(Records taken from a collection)
* * * * *

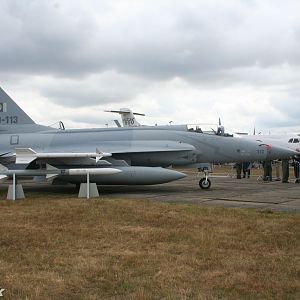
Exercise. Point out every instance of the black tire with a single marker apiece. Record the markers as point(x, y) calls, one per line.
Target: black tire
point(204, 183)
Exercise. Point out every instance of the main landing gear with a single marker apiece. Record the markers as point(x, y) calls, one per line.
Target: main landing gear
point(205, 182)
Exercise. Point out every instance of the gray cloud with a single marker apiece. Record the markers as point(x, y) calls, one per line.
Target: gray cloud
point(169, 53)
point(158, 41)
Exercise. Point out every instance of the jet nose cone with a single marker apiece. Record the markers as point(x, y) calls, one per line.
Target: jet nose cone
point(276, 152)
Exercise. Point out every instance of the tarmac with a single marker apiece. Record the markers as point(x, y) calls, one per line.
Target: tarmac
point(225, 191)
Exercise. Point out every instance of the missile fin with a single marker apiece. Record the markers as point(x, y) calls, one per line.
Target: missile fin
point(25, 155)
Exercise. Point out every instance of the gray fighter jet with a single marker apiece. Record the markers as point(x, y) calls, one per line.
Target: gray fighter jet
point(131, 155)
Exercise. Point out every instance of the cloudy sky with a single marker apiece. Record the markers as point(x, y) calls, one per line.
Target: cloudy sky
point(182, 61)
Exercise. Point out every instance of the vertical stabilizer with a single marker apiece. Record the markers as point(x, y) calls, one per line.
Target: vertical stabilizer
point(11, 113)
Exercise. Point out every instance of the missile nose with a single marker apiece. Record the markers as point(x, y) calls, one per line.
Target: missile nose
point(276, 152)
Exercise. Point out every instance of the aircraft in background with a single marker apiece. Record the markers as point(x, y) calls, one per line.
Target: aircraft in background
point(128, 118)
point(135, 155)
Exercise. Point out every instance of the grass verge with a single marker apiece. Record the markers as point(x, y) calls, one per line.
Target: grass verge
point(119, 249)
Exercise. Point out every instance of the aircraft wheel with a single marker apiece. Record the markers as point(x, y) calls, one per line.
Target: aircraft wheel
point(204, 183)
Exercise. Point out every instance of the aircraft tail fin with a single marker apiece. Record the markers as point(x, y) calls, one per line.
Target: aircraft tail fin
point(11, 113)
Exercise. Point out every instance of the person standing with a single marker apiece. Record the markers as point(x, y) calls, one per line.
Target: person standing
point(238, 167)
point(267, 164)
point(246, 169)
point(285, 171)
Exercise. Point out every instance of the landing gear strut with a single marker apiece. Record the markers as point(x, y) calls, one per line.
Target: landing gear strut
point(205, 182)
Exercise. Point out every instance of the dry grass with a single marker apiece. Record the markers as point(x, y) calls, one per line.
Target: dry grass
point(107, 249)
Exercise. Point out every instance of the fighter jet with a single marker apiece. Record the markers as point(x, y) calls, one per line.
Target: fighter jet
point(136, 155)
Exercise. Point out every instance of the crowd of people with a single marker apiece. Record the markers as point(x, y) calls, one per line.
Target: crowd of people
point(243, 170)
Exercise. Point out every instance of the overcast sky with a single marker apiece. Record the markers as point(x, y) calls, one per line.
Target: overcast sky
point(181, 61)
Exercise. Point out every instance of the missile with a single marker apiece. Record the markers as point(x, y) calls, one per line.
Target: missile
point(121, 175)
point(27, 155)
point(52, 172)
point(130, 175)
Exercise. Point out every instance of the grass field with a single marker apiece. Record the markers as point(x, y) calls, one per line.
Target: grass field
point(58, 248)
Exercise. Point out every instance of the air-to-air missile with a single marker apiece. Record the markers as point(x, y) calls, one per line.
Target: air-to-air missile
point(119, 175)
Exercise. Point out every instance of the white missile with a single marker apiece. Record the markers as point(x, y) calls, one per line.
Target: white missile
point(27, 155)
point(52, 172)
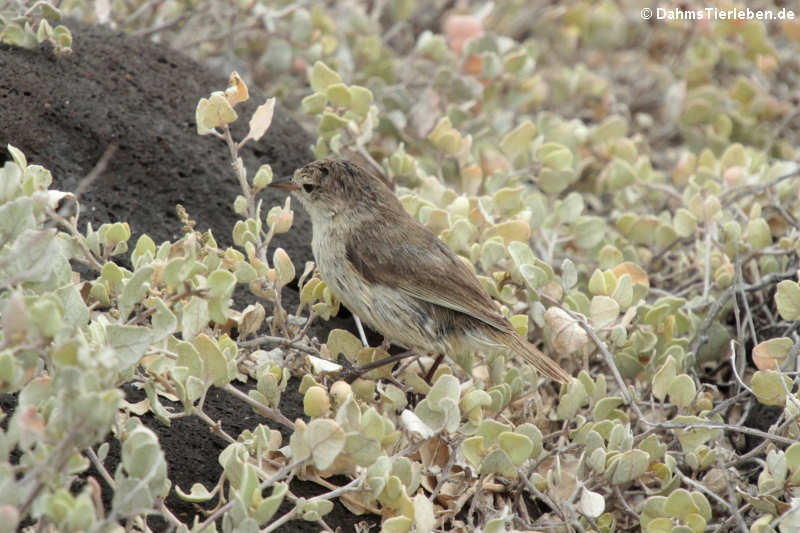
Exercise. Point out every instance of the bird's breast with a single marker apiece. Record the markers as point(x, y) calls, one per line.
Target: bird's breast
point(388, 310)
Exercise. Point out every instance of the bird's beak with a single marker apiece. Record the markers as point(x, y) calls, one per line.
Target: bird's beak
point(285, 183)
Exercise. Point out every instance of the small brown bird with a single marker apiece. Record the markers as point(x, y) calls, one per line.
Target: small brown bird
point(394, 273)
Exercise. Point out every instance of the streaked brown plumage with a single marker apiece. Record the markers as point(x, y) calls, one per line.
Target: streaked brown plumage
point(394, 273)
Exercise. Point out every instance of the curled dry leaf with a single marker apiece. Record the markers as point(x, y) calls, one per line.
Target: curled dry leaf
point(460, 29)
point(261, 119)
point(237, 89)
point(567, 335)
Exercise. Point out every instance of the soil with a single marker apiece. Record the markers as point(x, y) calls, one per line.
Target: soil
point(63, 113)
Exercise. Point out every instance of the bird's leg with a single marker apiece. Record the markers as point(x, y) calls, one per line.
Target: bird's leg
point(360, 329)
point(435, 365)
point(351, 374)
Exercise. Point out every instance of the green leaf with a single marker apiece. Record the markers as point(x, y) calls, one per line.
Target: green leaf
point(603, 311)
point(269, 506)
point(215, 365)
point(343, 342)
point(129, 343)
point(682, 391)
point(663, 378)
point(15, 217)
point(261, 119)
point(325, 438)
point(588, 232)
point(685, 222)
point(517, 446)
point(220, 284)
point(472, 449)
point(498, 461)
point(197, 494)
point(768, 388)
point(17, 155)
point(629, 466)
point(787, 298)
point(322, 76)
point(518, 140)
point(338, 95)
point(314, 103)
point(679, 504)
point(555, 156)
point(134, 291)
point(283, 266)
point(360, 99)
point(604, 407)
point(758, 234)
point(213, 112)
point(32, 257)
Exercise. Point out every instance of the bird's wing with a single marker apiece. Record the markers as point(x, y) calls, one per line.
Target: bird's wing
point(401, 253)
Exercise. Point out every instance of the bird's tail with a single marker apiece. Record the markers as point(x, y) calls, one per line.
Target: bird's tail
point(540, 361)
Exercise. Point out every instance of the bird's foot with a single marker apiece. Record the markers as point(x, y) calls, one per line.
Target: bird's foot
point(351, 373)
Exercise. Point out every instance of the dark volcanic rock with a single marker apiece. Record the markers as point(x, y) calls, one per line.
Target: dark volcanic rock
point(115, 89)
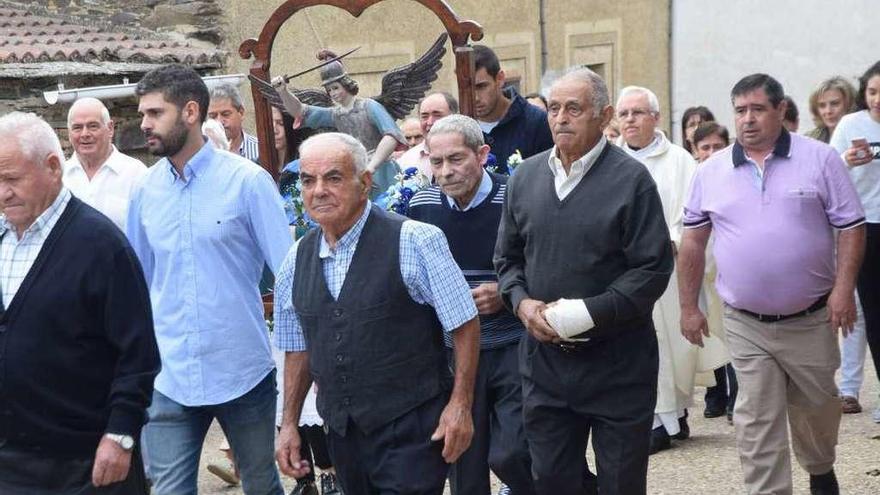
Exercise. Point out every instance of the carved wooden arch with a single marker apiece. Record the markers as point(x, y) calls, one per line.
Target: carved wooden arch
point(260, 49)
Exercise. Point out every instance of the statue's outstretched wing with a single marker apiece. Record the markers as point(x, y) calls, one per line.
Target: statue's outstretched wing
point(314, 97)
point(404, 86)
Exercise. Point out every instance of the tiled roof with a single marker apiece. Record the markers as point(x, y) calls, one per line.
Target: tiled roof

* * * * *

» **PROBLEM TO WORK ON**: Can you rewrite the material above as a Markdown table with the columns "Row" and "Line", giving each line its own numbered row, skipping blank lines and leaving out the pictures?

» **WRITTEN REPLY**:
| Row | Line |
|---|---|
| 1 | Exercise. Point out every instance of the black tire with a single marker apiece. Record the markers as point(x, y) calls, one per line. |
| 2 | Target: black tire |
| 3 | point(204, 183) |
| 4 | Exercise. Point out every instance of the main landing gear with a single marker apiece. Record the markers as point(x, y) calls, one per line. |
| 5 | Target: main landing gear |
| 6 | point(205, 182) |
| 7 | Exercise. Point out every instance of the gray cloud with a single marker apiece. Record the markers as point(x, y) calls, one per line. |
| 8 | Target: gray cloud |
| 9 | point(169, 53) |
| 10 | point(158, 41) |
| 11 | Exercise. Point out every instance of the jet nose cone with a single marker apiece. Record the markers as point(x, y) calls, one per line. |
| 12 | Target: jet nose cone |
| 13 | point(276, 152) |
| 14 | Exercise. Point out every instance of the tarmac with a single marker apiece. Record the markers as point(x, y) calls, one per line. |
| 15 | Target: tarmac |
| 16 | point(225, 191) |
| 17 | Exercise. Point out every instance of the missile fin with a single marker apiece. Record the markers as point(x, y) calls, one per line. |
| 18 | Target: missile fin |
| 19 | point(25, 155) |
| 20 | Exercise. Point out every instance of the gray fighter jet with a single marker apiece. Record the markers as point(x, y) calls, one per line. |
| 21 | Target: gray fighter jet |
| 22 | point(131, 155) |
| 23 | Exercise. Point out every instance of the cloudy sky with a single marker apiece. Record the markers as point(x, y) calls, one per line. |
| 24 | Target: cloudy sky |
| 25 | point(182, 61) |
| 26 | Exercise. Point out every instance of the vertical stabilizer with a single marker apiece. Record the markers as point(x, y) calls, one per line. |
| 27 | Target: vertical stabilizer |
| 28 | point(11, 113) |
| 29 | Exercise. Point out every instance of the missile nose with a single marker apiece. Record the markers as point(x, y) calls, one per line. |
| 30 | Target: missile nose |
| 31 | point(276, 152) |
| 32 | Exercise. Point out every instance of the aircraft in background with a single marker apiece. Record the markers as point(x, y) calls, one per line. |
| 33 | Target: aircraft in background |
| 34 | point(128, 118) |
| 35 | point(135, 155) |
| 36 | Exercise. Point out every instance of the grass verge with a single marker apiece. Record the markers as point(x, y) calls, one per line. |
| 37 | Target: grass verge |
| 38 | point(119, 249) |
| 39 | Exercise. Point out every instance of the aircraft wheel with a single marker apiece. Record the markers as point(x, y) calls, one per line. |
| 40 | Target: aircraft wheel |
| 41 | point(204, 183) |
| 42 | Exercise. Point out every instance of the aircraft tail fin with a single marker apiece. Record the markers as point(x, y) calls, one per line. |
| 43 | Target: aircraft tail fin |
| 44 | point(11, 113) |
| 45 | Exercise. Point out every instance of the person standing with a single marker apiece. Record the markers as point(x, y) calls, one per line. |
| 46 | Target: person standing |
| 47 | point(238, 167) |
| 48 | point(267, 164) |
| 49 | point(246, 169) |
| 50 | point(285, 171) |
| 51 | Exercise. Point out every instance of the landing gear strut with a single marker apiece. Record the markers as point(x, y) calls, one per line. |
| 52 | Target: landing gear strut |
| 53 | point(205, 182) |
| 54 | Exercise. Point out every instance of the dry grass with a single marker apiece. Record the markers as point(x, y) calls, one per line. |
| 55 | Target: dry grass |
| 56 | point(107, 249) |
| 57 | Exercise. Point out every instance of the fighter jet with a single marker apiece. Record the markers as point(x, y) calls, one per line. |
| 58 | Target: fighter jet |
| 59 | point(136, 155) |
| 60 | Exercise. Point out every instance of the crowd of people with a single marker apiece. Record the markers as point(x, y) calls, one per line. |
| 61 | Target: crowd of people |
| 62 | point(243, 170) |
| 63 | Exercise. Point out every instance of the overcast sky with a single marker apiece. Record the markers as point(x, y) calls, one per line. |
| 64 | Target: overcast sky |
| 65 | point(181, 61) |
| 66 | Exercise. Point out every instance of the missile with a single marker apiece. Record the markers as point(x, y) calls, one per line. |
| 67 | Target: missile |
| 68 | point(121, 175) |
| 69 | point(27, 155) |
| 70 | point(52, 172) |
| 71 | point(130, 175) |
| 72 | Exercise. Point out every instance of the grass field with a single marker apiece. Record the markers as point(x, y) calls, one per line. |
| 73 | Target: grass field |
| 74 | point(58, 248) |
| 75 | Exercise. Point out every instance of the air-to-air missile with a single marker apiece. Record the markers as point(x, y) calls, one per line. |
| 76 | Target: air-to-air missile |
| 77 | point(119, 175) |
| 78 | Exercise. Point out every instance of the white missile with a single marker apiece. Record the markers as point(x, y) calls, one per line. |
| 79 | Target: white missile |
| 80 | point(27, 155) |
| 81 | point(52, 172) |
| 82 | Exercise. Point out every instance of the bird's breast with a single marker apiece. Record the markers as point(x, y) calls, one per line. |
| 83 | Target: bird's breast |
| 84 | point(388, 310) |
| 85 | Exercise. Point out every instance of the bird's beak with a single marker apiece. Record the markers as point(x, y) calls, one per line. |
| 86 | Target: bird's beak |
| 87 | point(285, 183) |
| 88 | Exercise. Point out every instance of the small brown bird with a single marker apiece. Record the markers as point(x, y) calls, one per line. |
| 89 | Target: small brown bird |
| 90 | point(394, 273) |
| 91 | Exercise. Point out every instance of the streaked brown plumage with a single marker apiece. Record the markers as point(x, y) calls, one per line. |
| 92 | Target: streaked brown plumage |
| 93 | point(394, 273) |
| 94 | Exercise. Point out every instance of the curled dry leaf with a single marker apiece. Record the markers as point(x, y) calls, one per line. |
| 95 | Target: curled dry leaf |
| 96 | point(460, 29) |
| 97 | point(261, 119) |
| 98 | point(237, 89) |
| 99 | point(567, 335) |
| 100 | Exercise. Point out every instance of the soil with a single marker apiece. Record the markers as point(x, y) calls, one per line. |
| 101 | Target: soil |
| 102 | point(63, 113) |
| 103 | Exercise. Point out every instance of the bird's leg with a single marker apiece. Record the markers as point(x, y) calls, one per line. |
| 104 | Target: bird's leg |
| 105 | point(360, 329) |
| 106 | point(435, 365) |
| 107 | point(351, 374) |
| 108 | Exercise. Point out every instance of the green leaf with a single marker apiece. Record the markers as point(x, y) calls, one per line. |
| 109 | Target: green leaf |
| 110 | point(603, 311) |
| 111 | point(269, 506) |
| 112 | point(215, 365) |
| 113 | point(343, 342) |
| 114 | point(129, 343) |
| 115 | point(682, 391) |
| 116 | point(663, 378) |
| 117 | point(15, 217) |
| 118 | point(261, 119) |
| 119 | point(325, 438) |
| 120 | point(588, 232) |
| 121 | point(685, 222) |
| 122 | point(517, 446) |
| 123 | point(220, 284) |
| 124 | point(472, 449) |
| 125 | point(498, 461) |
| 126 | point(197, 494) |
| 127 | point(768, 388) |
| 128 | point(17, 155) |
| 129 | point(629, 466) |
| 130 | point(787, 298) |
| 131 | point(322, 76) |
| 132 | point(518, 140) |
| 133 | point(338, 95) |
| 134 | point(314, 103) |
| 135 | point(679, 504) |
| 136 | point(555, 156) |
| 137 | point(134, 291) |
| 138 | point(283, 266) |
| 139 | point(360, 99) |
| 140 | point(604, 407) |
| 141 | point(758, 234) |
| 142 | point(213, 112) |
| 143 | point(32, 257) |
| 144 | Exercise. Point out every instance of the bird's wing with a single marker apiece. Record the markers as point(x, y) calls, one per line. |
| 145 | Target: bird's wing |
| 146 | point(401, 253) |
| 147 | Exercise. Point out every instance of the bird's tail with a single marker apiece. Record the markers as point(x, y) calls, one per line. |
| 148 | Target: bird's tail |
| 149 | point(540, 361) |
| 150 | Exercise. Point out every instance of the bird's foot with a single marker apiece. Record the markers as point(x, y) calls, one per line. |
| 151 | Target: bird's foot |
| 152 | point(351, 373) |
| 153 | Exercise. Point out every instance of the dark volcanic rock with a single marker apiece. Record the markers as point(x, y) calls, one per line. |
| 154 | Target: dark volcanic rock |
| 155 | point(115, 89) |
| 156 | Exercise. Point out every instance of the carved wooden arch with a single marker apiece. Record the markers as point(x, y) calls, one per line. |
| 157 | Target: carved wooden arch |
| 158 | point(260, 49) |
| 159 | Exercise. Point out every instance of the statue's outstretched wing with a single marker apiece. Record the markers as point(x, y) calls, one per line. |
| 160 | Target: statue's outstretched wing |
| 161 | point(314, 97) |
| 162 | point(404, 86) |
| 163 | Exercise. Point out every instance of the tiled roof with a single marker apiece. Record the markers as point(x, y) calls, one per line. |
| 164 | Target: tiled roof |